▶ [引用文]:
*-*-*

次に、図15は、本発明の実施形態の変形例である、ローラ制御パターンの第5の例についての説明図である。図15では、横軸に、印刷シリンダ30A、31Aの回転角度(°)を示し、縦軸に、印刷シリンダ30A、31Aの周速度に対する給送ローラ124~127の周速度の速度比(%)を示している。図15に示す第5の例によるローラ制御パターンは、偶数枚目の段ボールシートSH2の給送タイミングを遅くするための速度制御パターンであり、ずらし量設定値が+5mmであるときに適用される(ローラ制御パターン番号は20番)。

*-*-*

▶ [依頼文]: ローラ制御パターンを説明する引用文を、その最後の文の後から書き進めてください。 この後に続く資料は、引用文とは別個のものです。

*-*-*

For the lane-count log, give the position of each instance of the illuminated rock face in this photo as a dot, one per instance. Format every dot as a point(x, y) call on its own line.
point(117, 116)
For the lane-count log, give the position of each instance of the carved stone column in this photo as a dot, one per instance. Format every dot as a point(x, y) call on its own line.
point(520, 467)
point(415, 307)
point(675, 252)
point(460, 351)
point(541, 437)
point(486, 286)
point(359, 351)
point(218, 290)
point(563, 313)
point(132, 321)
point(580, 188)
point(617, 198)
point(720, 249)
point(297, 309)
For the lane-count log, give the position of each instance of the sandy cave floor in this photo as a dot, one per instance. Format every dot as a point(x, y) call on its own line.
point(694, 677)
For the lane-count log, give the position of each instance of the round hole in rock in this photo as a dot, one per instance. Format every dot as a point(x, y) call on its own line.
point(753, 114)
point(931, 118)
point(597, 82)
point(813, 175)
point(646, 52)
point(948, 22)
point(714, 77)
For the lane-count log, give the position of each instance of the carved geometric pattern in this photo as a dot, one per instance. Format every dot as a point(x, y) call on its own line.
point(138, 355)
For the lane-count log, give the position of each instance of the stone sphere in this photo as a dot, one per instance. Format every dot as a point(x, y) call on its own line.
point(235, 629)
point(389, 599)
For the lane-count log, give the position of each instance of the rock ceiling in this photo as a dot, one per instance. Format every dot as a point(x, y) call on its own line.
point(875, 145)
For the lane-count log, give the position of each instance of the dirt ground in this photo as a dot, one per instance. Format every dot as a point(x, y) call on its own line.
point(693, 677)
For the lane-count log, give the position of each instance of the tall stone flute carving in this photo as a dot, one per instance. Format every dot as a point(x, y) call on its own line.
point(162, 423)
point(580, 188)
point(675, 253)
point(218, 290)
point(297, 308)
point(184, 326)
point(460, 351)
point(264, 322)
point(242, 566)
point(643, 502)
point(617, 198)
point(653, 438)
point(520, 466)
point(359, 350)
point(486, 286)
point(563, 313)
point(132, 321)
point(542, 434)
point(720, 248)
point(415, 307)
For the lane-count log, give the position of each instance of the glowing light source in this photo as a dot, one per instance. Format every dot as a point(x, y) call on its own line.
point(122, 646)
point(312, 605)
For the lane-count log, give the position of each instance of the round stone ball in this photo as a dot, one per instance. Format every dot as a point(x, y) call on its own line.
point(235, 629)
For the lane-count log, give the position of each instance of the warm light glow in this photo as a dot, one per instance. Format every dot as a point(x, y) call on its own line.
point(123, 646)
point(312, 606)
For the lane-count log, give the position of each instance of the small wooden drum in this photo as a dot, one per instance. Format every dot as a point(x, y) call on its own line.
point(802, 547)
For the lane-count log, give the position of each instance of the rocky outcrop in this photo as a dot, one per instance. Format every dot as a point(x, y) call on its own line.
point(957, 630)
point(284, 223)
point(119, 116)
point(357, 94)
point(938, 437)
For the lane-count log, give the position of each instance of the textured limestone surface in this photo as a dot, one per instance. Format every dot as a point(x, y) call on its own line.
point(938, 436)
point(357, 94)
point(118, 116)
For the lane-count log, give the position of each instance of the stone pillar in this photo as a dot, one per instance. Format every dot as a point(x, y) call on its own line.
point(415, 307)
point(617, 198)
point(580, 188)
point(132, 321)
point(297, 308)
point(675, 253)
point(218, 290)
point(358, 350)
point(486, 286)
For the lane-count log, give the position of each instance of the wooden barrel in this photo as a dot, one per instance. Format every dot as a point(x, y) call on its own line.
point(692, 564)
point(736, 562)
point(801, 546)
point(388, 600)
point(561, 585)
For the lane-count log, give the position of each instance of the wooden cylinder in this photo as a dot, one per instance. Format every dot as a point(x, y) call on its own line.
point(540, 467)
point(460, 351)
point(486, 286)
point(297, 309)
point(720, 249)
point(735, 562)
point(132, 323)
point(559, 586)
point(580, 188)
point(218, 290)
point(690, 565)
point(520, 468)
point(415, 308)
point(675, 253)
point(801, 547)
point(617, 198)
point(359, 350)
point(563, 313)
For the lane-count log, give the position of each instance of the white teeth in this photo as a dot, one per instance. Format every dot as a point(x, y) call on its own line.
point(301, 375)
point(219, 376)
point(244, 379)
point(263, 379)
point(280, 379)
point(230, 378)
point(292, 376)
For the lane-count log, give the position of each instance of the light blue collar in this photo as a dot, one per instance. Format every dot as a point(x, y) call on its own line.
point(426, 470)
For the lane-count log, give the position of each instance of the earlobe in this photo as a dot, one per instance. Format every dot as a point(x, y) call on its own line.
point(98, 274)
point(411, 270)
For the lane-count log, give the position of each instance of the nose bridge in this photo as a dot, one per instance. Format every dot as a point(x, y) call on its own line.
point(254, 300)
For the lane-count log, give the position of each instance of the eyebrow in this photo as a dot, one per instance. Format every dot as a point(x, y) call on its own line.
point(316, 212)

*-*-*

▶ [作業結果]:
図15に示すように、第5の例によるローラ制御パターンでは、速度制御パターンP2に含まれる加速領域R21dの傾きが(実線で示す)、基本ローラ制御パターンの加速領域R21の傾き(破線で示す)よりも緩やかになっている。すなわち、加速領域R21dの加速度が加速領域R21の加速度よりも小さくなっている。詳しくは、第5の例によるローラ制御パターンでは、加速領域R21dの開始位置は回転角度180°であり、この回転角度は、基本ローラ制御パターンの加速領域R21の開始位置と同じである(つまり加速開始タイミングは変わっていない)。しかしながら、加速領域R21dの終了位置は回転角度247.8°であり、この回転角度は、基本ローラ制御パターンの加速領域R21の終了位置である回転角度245°よりも大きくなっている(つまり加速終了タイミングが遅くなっている)。
このような変形例の第5の例によるローラ制御パターンによれば、偶数枚目の段ボールシートSH2を回転停止状態から加速させる際に適用される加速度が小さくなる。その結果、偶数枚目の段ボールシートSH2の後端が給送装置2を出て、下流側の印刷装置3やダイカッタ5に向けて送り出される給送タイミングが、給送方向FDにおいて5mmに相当するタイミングだけ遅くなり、奇数枚目の段ボールシートSH1に対する偶数枚目の段ボールシートSH2の搬送間隔が5mm伸びることとなる。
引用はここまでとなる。